# YOUR OBJECTIVE:
Lines to return, exactly: from the line with "Target: chunk of rubble" to the line with "Could you tag the wooden" in the entries below, both included.

# RECORDS TO PROCESS:

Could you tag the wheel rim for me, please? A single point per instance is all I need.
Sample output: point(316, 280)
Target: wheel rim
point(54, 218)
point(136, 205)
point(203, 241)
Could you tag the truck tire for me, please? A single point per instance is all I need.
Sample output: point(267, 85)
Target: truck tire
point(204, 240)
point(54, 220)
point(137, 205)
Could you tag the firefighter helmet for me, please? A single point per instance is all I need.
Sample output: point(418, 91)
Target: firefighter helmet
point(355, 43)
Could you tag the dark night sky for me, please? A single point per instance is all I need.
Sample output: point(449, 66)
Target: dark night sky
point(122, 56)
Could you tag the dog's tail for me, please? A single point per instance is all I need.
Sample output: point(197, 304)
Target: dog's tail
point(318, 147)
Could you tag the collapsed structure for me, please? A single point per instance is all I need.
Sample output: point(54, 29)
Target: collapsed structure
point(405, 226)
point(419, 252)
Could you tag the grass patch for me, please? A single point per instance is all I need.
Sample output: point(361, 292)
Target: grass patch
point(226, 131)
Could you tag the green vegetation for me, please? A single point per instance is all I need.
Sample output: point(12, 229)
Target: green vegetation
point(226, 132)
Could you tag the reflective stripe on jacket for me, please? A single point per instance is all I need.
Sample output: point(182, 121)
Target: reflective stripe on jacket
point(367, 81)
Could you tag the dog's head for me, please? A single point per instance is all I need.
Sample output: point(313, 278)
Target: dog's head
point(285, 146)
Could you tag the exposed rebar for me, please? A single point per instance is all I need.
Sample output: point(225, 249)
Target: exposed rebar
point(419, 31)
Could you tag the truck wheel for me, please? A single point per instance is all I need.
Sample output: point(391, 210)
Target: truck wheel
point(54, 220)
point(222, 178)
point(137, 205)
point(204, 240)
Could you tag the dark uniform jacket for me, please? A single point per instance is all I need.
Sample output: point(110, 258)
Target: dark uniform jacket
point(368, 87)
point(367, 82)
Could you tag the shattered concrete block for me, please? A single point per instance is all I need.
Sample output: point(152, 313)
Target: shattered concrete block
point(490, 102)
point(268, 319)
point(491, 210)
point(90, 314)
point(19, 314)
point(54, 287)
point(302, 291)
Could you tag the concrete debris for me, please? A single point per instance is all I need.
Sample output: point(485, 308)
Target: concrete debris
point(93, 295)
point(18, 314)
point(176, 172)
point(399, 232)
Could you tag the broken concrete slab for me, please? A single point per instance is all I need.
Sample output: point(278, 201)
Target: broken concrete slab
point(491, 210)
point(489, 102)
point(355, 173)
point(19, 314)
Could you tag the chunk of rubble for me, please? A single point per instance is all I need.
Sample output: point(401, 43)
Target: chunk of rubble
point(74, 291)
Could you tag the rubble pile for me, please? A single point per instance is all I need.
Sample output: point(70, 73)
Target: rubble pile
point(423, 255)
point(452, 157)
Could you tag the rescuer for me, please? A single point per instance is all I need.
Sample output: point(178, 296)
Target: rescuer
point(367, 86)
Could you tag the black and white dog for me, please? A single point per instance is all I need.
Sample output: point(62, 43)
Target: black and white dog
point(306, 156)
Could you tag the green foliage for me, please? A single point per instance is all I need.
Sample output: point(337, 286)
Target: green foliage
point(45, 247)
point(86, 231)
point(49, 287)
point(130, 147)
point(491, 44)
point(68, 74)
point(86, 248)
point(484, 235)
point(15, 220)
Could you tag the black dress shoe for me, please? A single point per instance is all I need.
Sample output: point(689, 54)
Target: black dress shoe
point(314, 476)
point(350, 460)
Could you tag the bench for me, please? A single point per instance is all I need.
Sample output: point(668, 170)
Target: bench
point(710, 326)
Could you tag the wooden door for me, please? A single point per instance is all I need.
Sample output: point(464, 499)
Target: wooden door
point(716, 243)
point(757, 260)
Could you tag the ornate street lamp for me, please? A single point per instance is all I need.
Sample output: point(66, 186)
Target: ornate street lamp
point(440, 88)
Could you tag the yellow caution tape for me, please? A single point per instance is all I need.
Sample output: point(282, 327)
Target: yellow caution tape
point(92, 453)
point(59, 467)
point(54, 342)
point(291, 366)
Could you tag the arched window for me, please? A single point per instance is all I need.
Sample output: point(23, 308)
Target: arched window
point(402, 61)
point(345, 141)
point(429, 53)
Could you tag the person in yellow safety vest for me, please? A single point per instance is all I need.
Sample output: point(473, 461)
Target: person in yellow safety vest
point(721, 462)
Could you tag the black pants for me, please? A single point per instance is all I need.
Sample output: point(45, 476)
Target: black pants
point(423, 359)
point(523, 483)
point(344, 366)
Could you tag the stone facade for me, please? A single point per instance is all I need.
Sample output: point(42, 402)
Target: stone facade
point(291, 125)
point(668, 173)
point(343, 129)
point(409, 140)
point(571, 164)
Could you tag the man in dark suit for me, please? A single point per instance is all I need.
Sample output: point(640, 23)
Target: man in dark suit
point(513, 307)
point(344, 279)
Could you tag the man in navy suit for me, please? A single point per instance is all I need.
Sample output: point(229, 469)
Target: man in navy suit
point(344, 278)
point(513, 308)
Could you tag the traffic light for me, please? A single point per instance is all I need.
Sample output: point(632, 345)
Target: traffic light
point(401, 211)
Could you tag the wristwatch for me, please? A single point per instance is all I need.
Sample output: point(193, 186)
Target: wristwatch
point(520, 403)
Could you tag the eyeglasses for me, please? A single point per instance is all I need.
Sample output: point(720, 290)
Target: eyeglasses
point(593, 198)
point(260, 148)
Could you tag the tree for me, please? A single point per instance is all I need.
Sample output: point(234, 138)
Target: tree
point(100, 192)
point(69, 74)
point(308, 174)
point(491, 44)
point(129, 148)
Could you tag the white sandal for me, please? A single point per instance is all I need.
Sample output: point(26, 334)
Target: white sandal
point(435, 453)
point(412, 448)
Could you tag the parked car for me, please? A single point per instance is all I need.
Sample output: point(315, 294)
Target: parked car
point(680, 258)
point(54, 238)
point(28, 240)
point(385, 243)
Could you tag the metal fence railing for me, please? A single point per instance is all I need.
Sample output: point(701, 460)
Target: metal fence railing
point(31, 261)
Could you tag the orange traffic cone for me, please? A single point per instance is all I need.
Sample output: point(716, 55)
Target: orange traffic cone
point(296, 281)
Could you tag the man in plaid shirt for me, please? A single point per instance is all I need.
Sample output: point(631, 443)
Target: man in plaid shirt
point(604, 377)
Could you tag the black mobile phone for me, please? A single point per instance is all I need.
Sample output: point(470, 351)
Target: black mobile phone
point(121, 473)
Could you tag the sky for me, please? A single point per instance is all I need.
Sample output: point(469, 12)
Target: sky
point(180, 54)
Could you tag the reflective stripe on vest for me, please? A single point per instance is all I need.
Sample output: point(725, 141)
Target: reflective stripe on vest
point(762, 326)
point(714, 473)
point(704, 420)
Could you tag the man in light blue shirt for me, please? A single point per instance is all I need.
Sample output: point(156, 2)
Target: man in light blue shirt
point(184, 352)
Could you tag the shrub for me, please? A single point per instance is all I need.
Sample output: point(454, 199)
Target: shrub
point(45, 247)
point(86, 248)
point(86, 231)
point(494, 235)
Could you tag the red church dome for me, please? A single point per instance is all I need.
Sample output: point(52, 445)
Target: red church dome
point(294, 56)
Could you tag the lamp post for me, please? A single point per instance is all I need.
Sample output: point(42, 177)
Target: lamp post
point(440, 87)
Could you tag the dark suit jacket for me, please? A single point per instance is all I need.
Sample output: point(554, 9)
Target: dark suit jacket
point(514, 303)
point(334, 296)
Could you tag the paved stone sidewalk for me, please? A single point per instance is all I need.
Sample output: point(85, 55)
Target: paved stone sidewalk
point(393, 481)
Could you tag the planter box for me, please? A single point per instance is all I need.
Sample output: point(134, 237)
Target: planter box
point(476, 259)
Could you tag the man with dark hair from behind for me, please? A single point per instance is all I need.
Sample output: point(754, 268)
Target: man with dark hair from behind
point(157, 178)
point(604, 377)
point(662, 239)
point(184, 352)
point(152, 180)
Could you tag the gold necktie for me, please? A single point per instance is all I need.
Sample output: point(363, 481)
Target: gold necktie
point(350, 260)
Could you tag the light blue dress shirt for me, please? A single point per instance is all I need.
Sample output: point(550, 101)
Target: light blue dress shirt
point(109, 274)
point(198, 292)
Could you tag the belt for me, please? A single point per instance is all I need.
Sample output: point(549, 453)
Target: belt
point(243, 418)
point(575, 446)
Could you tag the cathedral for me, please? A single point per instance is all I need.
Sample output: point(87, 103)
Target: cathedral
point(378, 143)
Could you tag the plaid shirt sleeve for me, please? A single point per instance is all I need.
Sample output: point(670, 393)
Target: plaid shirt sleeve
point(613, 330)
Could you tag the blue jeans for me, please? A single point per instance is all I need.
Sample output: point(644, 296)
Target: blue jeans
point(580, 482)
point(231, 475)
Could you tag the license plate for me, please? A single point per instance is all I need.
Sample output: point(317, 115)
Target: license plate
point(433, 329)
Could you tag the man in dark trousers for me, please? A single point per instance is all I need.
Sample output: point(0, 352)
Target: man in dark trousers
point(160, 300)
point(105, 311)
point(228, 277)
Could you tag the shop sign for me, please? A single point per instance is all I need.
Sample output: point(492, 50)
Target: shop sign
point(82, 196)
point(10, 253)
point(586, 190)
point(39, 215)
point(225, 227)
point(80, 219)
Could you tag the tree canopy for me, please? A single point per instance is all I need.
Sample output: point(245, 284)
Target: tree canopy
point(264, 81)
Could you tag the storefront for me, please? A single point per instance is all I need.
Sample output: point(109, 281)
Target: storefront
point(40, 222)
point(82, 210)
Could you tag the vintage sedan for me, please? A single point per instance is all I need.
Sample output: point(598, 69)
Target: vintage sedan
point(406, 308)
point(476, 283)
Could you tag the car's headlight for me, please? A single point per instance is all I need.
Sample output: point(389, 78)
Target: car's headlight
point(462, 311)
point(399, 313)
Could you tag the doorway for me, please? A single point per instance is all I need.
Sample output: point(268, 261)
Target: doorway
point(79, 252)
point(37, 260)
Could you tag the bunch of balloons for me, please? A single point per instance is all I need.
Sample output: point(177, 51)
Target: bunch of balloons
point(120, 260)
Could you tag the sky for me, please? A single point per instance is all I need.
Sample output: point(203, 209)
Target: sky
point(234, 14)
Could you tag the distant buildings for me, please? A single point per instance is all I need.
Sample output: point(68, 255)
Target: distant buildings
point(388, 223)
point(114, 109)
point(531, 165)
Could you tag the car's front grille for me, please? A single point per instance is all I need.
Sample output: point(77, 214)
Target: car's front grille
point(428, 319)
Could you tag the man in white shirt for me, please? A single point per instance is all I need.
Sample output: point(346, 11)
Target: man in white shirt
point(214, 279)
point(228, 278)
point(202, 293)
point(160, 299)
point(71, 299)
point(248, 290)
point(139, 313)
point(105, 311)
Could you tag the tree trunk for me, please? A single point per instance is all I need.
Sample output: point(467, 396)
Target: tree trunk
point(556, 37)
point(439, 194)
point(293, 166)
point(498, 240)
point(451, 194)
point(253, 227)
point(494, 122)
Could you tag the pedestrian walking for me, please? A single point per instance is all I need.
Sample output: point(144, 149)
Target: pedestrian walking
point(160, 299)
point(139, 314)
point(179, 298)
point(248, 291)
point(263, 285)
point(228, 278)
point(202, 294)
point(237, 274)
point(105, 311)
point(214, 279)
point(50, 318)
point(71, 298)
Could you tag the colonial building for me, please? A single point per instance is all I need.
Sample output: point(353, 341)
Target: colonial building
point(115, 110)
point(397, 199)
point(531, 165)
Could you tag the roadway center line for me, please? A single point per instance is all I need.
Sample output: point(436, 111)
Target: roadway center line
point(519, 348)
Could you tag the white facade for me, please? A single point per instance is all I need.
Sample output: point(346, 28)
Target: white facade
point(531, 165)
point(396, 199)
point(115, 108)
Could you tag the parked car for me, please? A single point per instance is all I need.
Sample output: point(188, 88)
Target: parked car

# TASK RESULT:
Target: chunk of rubble
point(74, 291)
Could you tag the rubble pile for me, please? A single point per instance is all I need.
Sample output: point(70, 73)
Target: rubble pile
point(423, 255)
point(452, 157)
Could you tag the rescuer for me, please? A single point per instance is all I need.
Sample output: point(178, 296)
Target: rescuer
point(367, 86)
Could you tag the black and white dog for me, please? A single point per instance is all I need.
Sample output: point(62, 43)
Target: black and white dog
point(306, 156)
Could you tag the green foliage for me, please? A single point per instance is all I need.
Sample output: point(337, 286)
Target: green foliage
point(45, 247)
point(86, 231)
point(49, 287)
point(130, 147)
point(491, 44)
point(68, 74)
point(86, 248)
point(484, 235)
point(15, 220)
Could you tag the black dress shoe for me, please? A single point per instance is all I need.
Sample output: point(689, 54)
Target: black dress shoe
point(314, 476)
point(350, 460)
Could you tag the bench for me, please? A single point per instance is all I need.
Sample output: point(668, 170)
Target: bench
point(710, 326)
Could you tag the wooden door for me, please? A single point per instance is all I need.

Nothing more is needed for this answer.